(Named object pointing entries)
-- Start --
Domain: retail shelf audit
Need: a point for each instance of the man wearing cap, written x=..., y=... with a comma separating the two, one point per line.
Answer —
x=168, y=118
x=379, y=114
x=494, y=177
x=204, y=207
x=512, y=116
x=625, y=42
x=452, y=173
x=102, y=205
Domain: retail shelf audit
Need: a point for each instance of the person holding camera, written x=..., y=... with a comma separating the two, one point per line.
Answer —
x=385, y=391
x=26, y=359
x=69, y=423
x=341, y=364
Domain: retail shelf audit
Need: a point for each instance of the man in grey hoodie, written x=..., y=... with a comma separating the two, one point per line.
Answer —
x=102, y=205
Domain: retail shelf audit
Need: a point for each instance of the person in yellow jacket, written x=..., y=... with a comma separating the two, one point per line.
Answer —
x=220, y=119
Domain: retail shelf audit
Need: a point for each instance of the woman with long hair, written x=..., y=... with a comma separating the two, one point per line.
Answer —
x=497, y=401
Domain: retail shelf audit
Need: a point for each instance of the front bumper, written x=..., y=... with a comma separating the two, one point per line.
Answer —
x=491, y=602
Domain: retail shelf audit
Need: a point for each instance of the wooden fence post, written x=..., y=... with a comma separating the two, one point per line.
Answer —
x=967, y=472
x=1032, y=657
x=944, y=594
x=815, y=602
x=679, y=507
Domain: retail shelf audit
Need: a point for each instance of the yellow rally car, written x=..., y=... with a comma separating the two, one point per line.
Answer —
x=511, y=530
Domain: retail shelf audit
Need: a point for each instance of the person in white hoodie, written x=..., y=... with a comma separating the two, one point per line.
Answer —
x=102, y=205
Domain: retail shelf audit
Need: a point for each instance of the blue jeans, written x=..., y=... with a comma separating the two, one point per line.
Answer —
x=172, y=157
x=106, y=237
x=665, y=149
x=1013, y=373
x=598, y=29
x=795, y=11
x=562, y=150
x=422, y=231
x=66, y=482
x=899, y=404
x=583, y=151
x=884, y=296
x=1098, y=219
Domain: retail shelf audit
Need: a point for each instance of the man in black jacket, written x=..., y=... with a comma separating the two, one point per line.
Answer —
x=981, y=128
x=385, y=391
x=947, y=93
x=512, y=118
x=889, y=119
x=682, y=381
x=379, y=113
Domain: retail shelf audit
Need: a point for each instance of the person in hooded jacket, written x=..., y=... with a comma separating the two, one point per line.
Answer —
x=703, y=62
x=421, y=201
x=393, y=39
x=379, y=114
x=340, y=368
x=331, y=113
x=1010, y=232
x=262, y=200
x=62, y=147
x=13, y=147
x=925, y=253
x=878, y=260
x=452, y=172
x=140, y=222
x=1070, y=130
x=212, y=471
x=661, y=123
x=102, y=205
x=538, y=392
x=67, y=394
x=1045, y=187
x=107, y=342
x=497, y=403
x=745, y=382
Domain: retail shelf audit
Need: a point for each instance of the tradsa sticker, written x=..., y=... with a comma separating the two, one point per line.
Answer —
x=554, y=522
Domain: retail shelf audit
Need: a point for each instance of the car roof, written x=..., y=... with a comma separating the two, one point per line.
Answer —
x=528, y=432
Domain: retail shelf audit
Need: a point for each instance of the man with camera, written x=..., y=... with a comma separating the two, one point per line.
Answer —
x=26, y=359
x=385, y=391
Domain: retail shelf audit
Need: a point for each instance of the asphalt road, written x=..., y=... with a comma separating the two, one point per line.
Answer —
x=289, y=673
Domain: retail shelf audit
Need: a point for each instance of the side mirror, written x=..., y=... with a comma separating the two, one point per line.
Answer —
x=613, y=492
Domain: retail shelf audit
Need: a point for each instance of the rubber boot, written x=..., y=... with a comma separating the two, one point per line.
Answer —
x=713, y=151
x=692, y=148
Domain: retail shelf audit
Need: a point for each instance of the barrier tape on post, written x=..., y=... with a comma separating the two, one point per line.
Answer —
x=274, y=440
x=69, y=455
-- End --
-- Start --
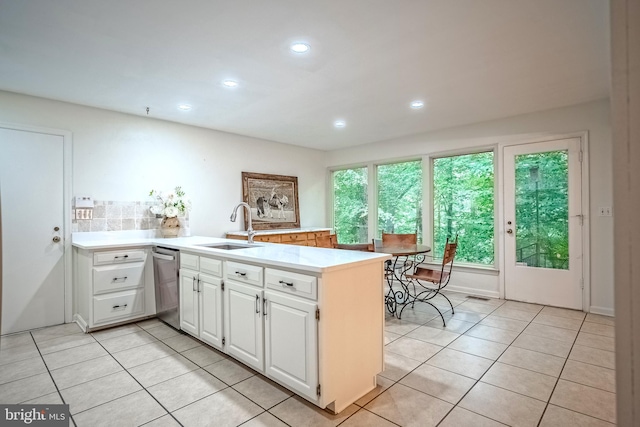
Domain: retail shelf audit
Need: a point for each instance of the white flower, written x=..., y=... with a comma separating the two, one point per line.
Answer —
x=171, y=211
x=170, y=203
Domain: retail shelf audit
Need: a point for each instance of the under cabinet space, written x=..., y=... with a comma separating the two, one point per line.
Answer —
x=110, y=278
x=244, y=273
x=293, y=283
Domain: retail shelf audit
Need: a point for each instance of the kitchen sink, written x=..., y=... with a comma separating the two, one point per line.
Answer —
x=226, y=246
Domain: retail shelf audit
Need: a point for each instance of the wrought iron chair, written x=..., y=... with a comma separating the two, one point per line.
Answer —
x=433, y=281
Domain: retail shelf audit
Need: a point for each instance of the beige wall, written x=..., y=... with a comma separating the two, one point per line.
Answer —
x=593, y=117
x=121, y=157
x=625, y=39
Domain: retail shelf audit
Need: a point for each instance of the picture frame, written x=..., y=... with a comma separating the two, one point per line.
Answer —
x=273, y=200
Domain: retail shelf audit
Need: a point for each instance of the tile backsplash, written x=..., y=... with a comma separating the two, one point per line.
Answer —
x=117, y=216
-- End --
▶ _EXERCISE REQUIREMENTS_: Tally the lines of the material above that contain the string "jacket", treating uppercase and lowercase letters as different, and reply with only the number.

▶ _ANSWER TO THIS TASK_: 3